▶ Task directions:
Locate each line in the material below that contains the string "motorcycle" and copy those lines. The match is case-sensitive.

▶ Supplied material:
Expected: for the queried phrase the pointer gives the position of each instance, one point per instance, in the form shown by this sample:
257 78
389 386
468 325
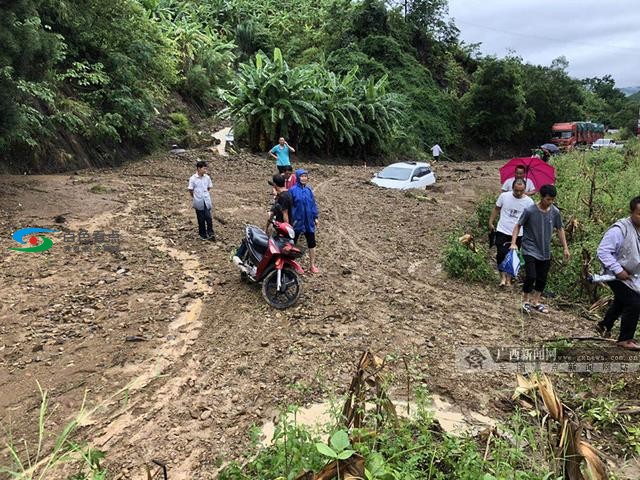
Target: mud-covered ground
207 356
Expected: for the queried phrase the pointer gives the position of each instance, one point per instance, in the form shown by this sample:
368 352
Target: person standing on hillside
289 177
509 206
619 253
539 221
199 186
282 202
305 214
520 173
280 153
436 151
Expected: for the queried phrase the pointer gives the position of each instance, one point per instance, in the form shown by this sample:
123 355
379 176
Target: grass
54 453
409 449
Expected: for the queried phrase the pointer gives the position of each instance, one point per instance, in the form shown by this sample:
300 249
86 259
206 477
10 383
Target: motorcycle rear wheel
290 293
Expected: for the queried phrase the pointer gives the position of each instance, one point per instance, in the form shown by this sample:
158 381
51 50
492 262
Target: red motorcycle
271 260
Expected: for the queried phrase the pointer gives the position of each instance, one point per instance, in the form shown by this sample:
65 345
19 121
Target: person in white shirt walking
436 151
509 206
199 186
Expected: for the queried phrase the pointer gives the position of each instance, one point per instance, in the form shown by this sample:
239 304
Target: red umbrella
538 171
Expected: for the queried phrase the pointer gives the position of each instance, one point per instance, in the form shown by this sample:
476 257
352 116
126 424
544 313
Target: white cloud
598 38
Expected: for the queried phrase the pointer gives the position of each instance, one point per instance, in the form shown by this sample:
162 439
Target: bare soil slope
209 357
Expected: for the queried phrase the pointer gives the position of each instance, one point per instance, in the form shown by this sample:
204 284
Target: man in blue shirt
281 154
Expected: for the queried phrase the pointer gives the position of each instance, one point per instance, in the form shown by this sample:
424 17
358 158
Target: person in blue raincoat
305 214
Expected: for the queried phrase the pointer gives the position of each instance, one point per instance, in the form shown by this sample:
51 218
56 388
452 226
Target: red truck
570 134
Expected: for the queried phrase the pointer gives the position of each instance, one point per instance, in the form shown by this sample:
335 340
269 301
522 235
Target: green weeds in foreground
594 190
410 449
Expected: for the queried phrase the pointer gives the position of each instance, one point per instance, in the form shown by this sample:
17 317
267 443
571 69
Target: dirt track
215 358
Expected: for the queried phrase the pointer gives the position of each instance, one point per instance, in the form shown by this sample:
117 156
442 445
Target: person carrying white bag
538 221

▶ Final result:
Target: motorcycle rear wheel
Target: red motorcycle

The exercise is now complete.